• _Work to do_: Please copy the listing below, beginning at the line that has "If you could point to the brown" and stopping after its final line, keeping every line, requests included. Scale each coordinate value in the answers by 2.55 and round to whole numbers, with halves rounded up.
++++ Data rows
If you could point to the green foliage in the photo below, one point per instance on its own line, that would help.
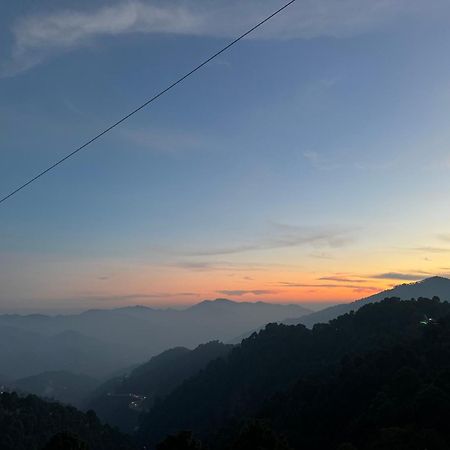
(181, 441)
(154, 379)
(65, 441)
(29, 423)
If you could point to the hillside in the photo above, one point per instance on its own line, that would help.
(274, 361)
(64, 387)
(84, 343)
(29, 423)
(120, 401)
(428, 288)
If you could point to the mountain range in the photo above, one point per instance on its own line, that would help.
(99, 342)
(427, 288)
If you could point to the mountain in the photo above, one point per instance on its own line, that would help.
(24, 352)
(303, 369)
(34, 424)
(64, 387)
(99, 342)
(120, 401)
(428, 288)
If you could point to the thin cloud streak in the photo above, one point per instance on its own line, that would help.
(240, 292)
(358, 288)
(36, 37)
(282, 236)
(400, 276)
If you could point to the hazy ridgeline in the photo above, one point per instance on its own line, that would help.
(98, 343)
(374, 379)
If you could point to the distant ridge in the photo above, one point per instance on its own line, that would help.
(429, 287)
(99, 342)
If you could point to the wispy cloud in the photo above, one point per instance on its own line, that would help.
(225, 266)
(38, 36)
(282, 236)
(239, 292)
(165, 141)
(329, 163)
(431, 249)
(341, 279)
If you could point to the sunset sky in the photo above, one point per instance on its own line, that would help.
(310, 163)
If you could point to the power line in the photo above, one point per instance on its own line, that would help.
(151, 100)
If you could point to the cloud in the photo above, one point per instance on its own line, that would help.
(357, 288)
(327, 163)
(223, 266)
(39, 36)
(165, 141)
(400, 276)
(432, 249)
(282, 236)
(239, 292)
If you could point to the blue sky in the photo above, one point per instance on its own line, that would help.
(317, 148)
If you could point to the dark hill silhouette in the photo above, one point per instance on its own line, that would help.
(429, 287)
(62, 386)
(31, 423)
(275, 360)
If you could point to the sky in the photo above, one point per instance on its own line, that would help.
(310, 163)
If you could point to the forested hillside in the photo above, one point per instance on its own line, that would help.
(119, 402)
(365, 380)
(29, 423)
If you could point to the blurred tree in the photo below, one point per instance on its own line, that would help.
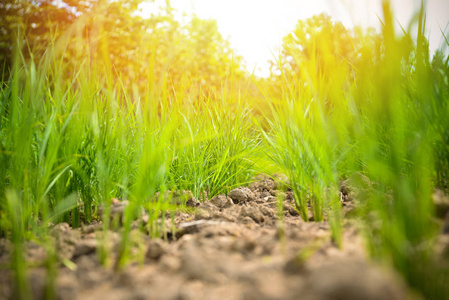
(155, 51)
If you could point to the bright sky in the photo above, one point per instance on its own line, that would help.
(255, 27)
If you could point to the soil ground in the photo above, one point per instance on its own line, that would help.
(231, 247)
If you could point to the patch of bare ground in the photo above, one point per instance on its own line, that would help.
(229, 247)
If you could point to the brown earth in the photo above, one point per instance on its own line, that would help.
(231, 247)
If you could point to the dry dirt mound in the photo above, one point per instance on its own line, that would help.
(231, 247)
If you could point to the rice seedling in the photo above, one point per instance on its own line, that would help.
(366, 107)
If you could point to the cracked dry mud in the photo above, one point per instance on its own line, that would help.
(229, 247)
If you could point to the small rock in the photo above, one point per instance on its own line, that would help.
++++++++
• _Answer to the problem_:
If you could point to the brown earth in the photo above, one point per instance on its own line, that would help.
(589, 630)
If you could point to the dry dirt mound in the photo above, one point per instance on its own line, that would help.
(589, 630)
If you could point to the rice seedling in the photo above, one point per instance on its own line, that would help.
(933, 273)
If you could point to the cracked dry mud in the photo above, one point per instance on its own line, that would help.
(584, 630)
If you could point to the small rock in the photo above, one point per instance on its own line, that would help.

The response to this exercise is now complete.